Obiettivi:
(A) Riformuli sotto forma di elenco puntato il paragrafo dell'articolo sui negoziati per Gaza che comincia con «In precedenza la portavoce», mantenendone i fatti principali.
(B) Riprenda l'articolo sui negoziati per Gaza subito dopo la sua ultima frase e ne scriva la prosecuzione.

Estratto del documento:
——

In queste ore drammatiche a Tel Aviv si gioca una partita decisiva sui destini del Medio Oriente dopo sette mesi di guerra nella Striscia. Se il governo Netanyahu sceglierà di non firmare un’intesa con Hamas per il cessate il fuoco e la liberazione di prigionieri e di attaccare Rafah, le famiglie degli ostaggi scenderanno di nuovo in piazza, la maggioranza parlamentare potrebbe implodere e i rapporti con gli Stati Uniti e i paesi arabi moderati tra cui l’Arabia Saudita rischierebbero nuove laceranti tensioni.

In questo coacervo di segnali contraddittori, secondo il giornalista Barak Ravid di Axios «il governo israeliano avrebbe avvertito l’amministrazione Biden che se la Corte penale internazionale emetterà mandati di arresto contro i leader israeliani, adotterà misure di ritorsione contro l’Autorità palestinese che potrebbero portare al suo collasso».

Un segnale inquietante: Israele teme che la Corte penale internazionale dell’Aja possa emettere dei mandati per violazioni dei diritti umani contro esponenti del governo israeliano, che così non potrebbero più recarsi in uno dei 124 paesi che accettano le decisioni della Cpi. Israele, secondo Axios, avrebbe detto agli Stati Uniti di avere informazioni che suggeriscono che i funzionari dell’Autorità Palestinese stanno facendo pressioni sul procuratore della Cpi affinché emetta mandati di arresto contro i leader israeliani. Da qui la minaccia di ritorsioni sull’Anp di abu Mazen.

Hamas prende tempo

In una telefonata al capo dell’intelligence egiziana Abbas Kamal, Haniyeh ha detto che «la delegazione negoziale del movimento islamista verrà in Egitto il prima possibile per completare le discussioni in corso con l’obiettivo di maturare un accordo che soddisfi le richieste del nostro popolo e fermi l’aggressione».

In precedenza la portavoce della Casa Bianca, Karine Jean-Pierre aveva sottolineato che «nessuna risposta è arrivata ancora da Hamas» sulla proposta di accordo per la tregua a Gaza, mentre Yahya Sinwar – leader di Hamas a Gaza - aveva detto di considerare la proposta di intesa come «una trappola». Secondo Sinwar, «la proposta sul tavolo non sarebbe una proposta egiziana, ma una proposta israeliana sotto mentite spoglie».

Ma i negoziati continuano

Giovedì mattina Osama Hamdan, alto rappresentante di Hamas in Libano in una intervista ad una tv locale, ripresa dal New York Times ha comunicato che «la posizione sull’attuale documento negoziale è negativa». Ma i negoziati continuano. Hamas ha poi precisato che questo «non vuol dire che i negoziati si siano fermati». «Anche se il gruppo non accetta le attuali proposte israeliane senza modifiche, siamo disposti - ha continuato - a continuare a negoziare».

——

Dati:
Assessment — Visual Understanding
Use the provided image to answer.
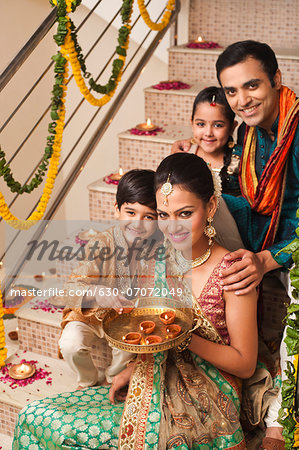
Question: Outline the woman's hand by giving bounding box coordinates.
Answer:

——

Soluzioni dell'esercizio:
(A)
- Karine Jean-Pierre, portavoce della Casa Bianca, aveva sottolineato che da Hamas non era ancora arrivata alcuna risposta sulla proposta di accordo per la tregua a Gaza.
- Yahya Sinwar, leader di Hamas a Gaza, aveva definito la proposta di intesa «una trappola».
- Secondo Sinwar, la proposta non sarebbe egiziana, ma israeliana sotto mentite spoglie.

(B)
Il quotidiano saudita Asharq, ripreso dal quotidiano israeliano Haaretz, fa sapere che l’Egitto inviterà le delegazioni israeliane e di Hamas al Cairo per cercare di colmare le lacune sull’accordo sulla liberazione degli ostaggi. La mediazione del Qatar è stata messa all’angolo.

Netanyahu su Rafah

«Faremo ciò che è necessario per vincere e sconfiggere il nostro nemico, anche a Rafah», ha detto il premier Benjamin Netanyahu intervenendo ad una cerimonia in onore dei soldati caduti. «C’erano e ci sono differenze di opinione dentro di noi - ha aggiunto riferendosi alla diversità di posizioni nel governo - riguardo alle azioni in arene lontane e vicine. Ma alla fine della discussione la decisione è stata presa. Abbiamo agito lì e - ha concluso - agiremo anche qui».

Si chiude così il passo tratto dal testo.